■ **Completa quanto segue**
1/ Secondo il testo sul caso Argo 16, in quale giorno precipita l'aereo?
2/ Ricopia alla lettera il passo del testo sul caso Argo 16 che parte da "Argo 16: uno" e arriva fino a "stormo dell’Aeronautica Militare.".

■ **Testo del documento**
▼

«Ma è sicuro di quel che dice?», chiede Remo Smitti, pm della Procura di Venezia.
«Sicurissimo dottore, sono ottant’anni che faccio la guerra al mio cognome», risponde il teste.
L’interrogato è Pietro Buffone, vecchia gloria della Democrazia cristiana, non solo calabrese. È il 23 novembre 1999. Siamo sempre a Venezia, in Corte d’Assise, dove si svolge un dibattimento delicatissimo, su un mistero “minore”, ma non per questo meno tragico della storia repubblicana.
Tra gli incriminati, c’è una figura eccellente: Zvika Zarzevsky, più conosciuto come Zvi Zamir, ex capo del Mossad. Sullo sfondo, un disastro areo: il caso Argo 16.
Argo 16: uno schianto a Marghera
È l’alba del 24 novembre 1973. L’Argo 16, un bimotore Douglas C47-Dakota in dotazione al 306° gruppo del 31° stormo dell’Aeronautica Militare.
L’aereo è decollato da poco dall’Aeroporto “Marco Polo” di Venezia per raggiungere la base Nato di Aviano. Ma poco sopra Porto Marghera, a Mestre, succede qualcosa.
Il velivolo perde quota, urta un lampione e precipita verso le strutture della Montedison.
Evita per un soffio gli enormi serbatoi di combustibile dello stabilimento petrolchimico e si schianta sull’ingresso del Centro elaborazione dati della Montedison: il muso dell’aereo sfonda l’atrio e devasta gli uffici. Un pezzo della fusoliera si stacca nell’impatto e finisce nel cortile, dove demolisce venti auto parcheggiate.
Lo strano incidente di Argo 16
In quest’incidente terribile perdono la vita i quattro membri dell’equipaggio: il colonnello Anano Borreo, capo-equipaggio, il tenente colonnello Mario Grande, secondo pilota, e i marescialli Aldo Schiavone e Francesco Bernardini rispettivamente motorista e marconista.
Ma è davvero un incidente? Secondo l’Aeronautica Militare, che ordina un’inchiesta frettolosa, sì. Ma c’è chi nutre seri dubbi: il deputato missino Beppe Niccolai, che deposita un’interrogazione scritta al Ministero della difesa il 10 agosto 1974.
Seconda domanda: cosa c’entra Pietro Buffone in questa vicenda?

▲

■ **Materiale mostrato**
▼

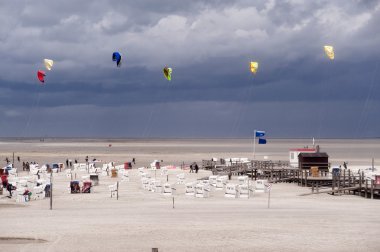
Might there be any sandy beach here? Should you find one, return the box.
[0,139,380,252]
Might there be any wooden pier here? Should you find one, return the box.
[202,160,380,199]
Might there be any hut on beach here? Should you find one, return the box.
[298,152,329,171]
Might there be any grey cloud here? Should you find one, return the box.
[0,0,380,137]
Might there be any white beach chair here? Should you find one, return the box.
[15,188,29,203]
[108,183,118,198]
[215,177,226,191]
[119,168,129,182]
[185,182,195,196]
[224,184,239,198]
[254,179,268,193]
[177,173,185,185]
[208,175,218,186]
[32,185,46,200]
[161,166,168,176]
[238,176,248,185]
[137,167,145,176]
[195,183,210,198]
[141,172,151,179]
[154,179,162,193]
[239,184,251,199]
[163,183,173,196]
[141,178,149,190]
[65,169,72,179]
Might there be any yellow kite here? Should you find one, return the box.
[44,59,54,71]
[251,61,259,74]
[325,46,335,60]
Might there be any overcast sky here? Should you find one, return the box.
[0,0,380,138]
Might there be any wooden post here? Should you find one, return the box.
[338,169,342,195]
[342,169,346,194]
[305,171,307,186]
[331,173,336,195]
[359,173,362,196]
[297,170,300,186]
[348,170,352,188]
[116,181,119,200]
[50,171,53,210]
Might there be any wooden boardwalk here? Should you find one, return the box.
[202,160,380,199]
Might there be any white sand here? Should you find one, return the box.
[0,140,380,252]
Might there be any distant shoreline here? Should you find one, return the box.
[0,137,380,142]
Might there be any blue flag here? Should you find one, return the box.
[259,138,267,144]
[256,130,265,137]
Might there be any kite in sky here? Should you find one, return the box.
[324,45,335,60]
[112,52,121,67]
[251,61,259,74]
[163,67,173,81]
[44,59,54,71]
[37,70,46,83]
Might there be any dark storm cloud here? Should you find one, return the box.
[0,0,380,137]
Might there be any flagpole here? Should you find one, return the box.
[253,130,256,160]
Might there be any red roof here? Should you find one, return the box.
[290,148,316,152]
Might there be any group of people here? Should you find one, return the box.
[190,162,199,173]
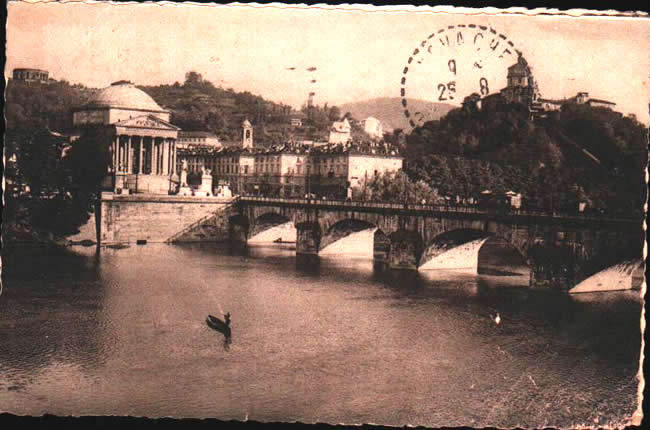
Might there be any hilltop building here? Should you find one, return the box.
[176,131,221,149]
[13,68,50,84]
[241,119,253,148]
[329,118,352,143]
[481,55,616,118]
[72,81,180,194]
[362,116,384,138]
[500,55,539,106]
[289,112,305,128]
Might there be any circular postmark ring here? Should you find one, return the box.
[400,24,534,128]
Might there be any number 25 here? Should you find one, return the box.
[438,81,456,102]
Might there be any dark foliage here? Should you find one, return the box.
[402,99,647,215]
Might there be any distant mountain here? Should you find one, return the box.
[339,97,456,130]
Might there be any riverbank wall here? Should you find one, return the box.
[68,193,234,245]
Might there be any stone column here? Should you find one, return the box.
[151,137,158,175]
[162,138,169,175]
[111,134,120,173]
[171,141,176,173]
[138,136,144,175]
[149,136,156,175]
[126,136,133,173]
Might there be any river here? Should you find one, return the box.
[0,244,642,428]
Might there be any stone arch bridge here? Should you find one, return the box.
[228,197,644,288]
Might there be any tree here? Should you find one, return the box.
[352,170,440,204]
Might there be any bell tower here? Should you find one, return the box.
[241,119,253,148]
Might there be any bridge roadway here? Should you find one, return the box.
[229,197,643,288]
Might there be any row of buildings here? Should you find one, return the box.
[67,81,403,197]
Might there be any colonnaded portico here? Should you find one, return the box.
[109,117,178,194]
[73,81,180,194]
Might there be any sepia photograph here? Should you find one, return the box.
[0,0,650,429]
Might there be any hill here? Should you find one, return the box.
[402,103,648,216]
[339,97,455,130]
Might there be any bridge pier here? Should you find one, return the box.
[296,222,321,255]
[228,215,249,243]
[528,244,577,289]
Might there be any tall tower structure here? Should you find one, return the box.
[241,119,253,148]
[501,55,539,106]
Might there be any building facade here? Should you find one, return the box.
[176,130,221,149]
[363,116,384,139]
[72,81,180,194]
[13,69,50,84]
[329,118,352,143]
[501,55,539,106]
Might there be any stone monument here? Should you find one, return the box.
[194,167,212,197]
[178,160,192,196]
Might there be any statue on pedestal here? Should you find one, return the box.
[181,160,187,187]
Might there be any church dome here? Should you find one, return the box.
[87,81,163,112]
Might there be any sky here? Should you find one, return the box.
[5,1,650,124]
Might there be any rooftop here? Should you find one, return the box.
[85,81,163,112]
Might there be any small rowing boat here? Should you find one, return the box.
[205,314,232,337]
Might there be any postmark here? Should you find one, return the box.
[400,23,523,127]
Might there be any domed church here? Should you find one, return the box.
[72,81,180,194]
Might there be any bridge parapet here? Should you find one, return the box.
[236,197,643,288]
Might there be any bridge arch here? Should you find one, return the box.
[388,229,424,269]
[248,211,295,241]
[419,228,530,271]
[320,218,377,250]
[228,214,250,243]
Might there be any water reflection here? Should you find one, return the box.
[0,244,642,427]
[296,254,321,277]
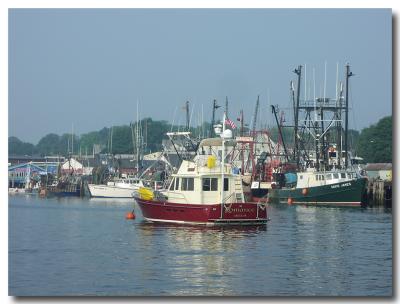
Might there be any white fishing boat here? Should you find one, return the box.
[88,177,144,198]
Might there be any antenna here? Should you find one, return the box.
[324,61,326,102]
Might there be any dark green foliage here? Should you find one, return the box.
[8,136,37,155]
[357,116,392,163]
[8,116,392,162]
[36,133,61,155]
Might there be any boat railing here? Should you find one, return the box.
[168,191,189,203]
[223,192,235,204]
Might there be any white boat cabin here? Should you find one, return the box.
[296,171,357,188]
[162,155,244,204]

▲

■ **Risposte ai compiti**
1/ All'alba del 24 novembre 1973.

2/
Argo 16: uno schianto a Marghera
È l’alba del 24 novembre 1973. L’Argo 16, un bimotore Douglas C47-Dakota in dotazione al 306° gruppo del 31° stormo dell’Aeronautica Militare.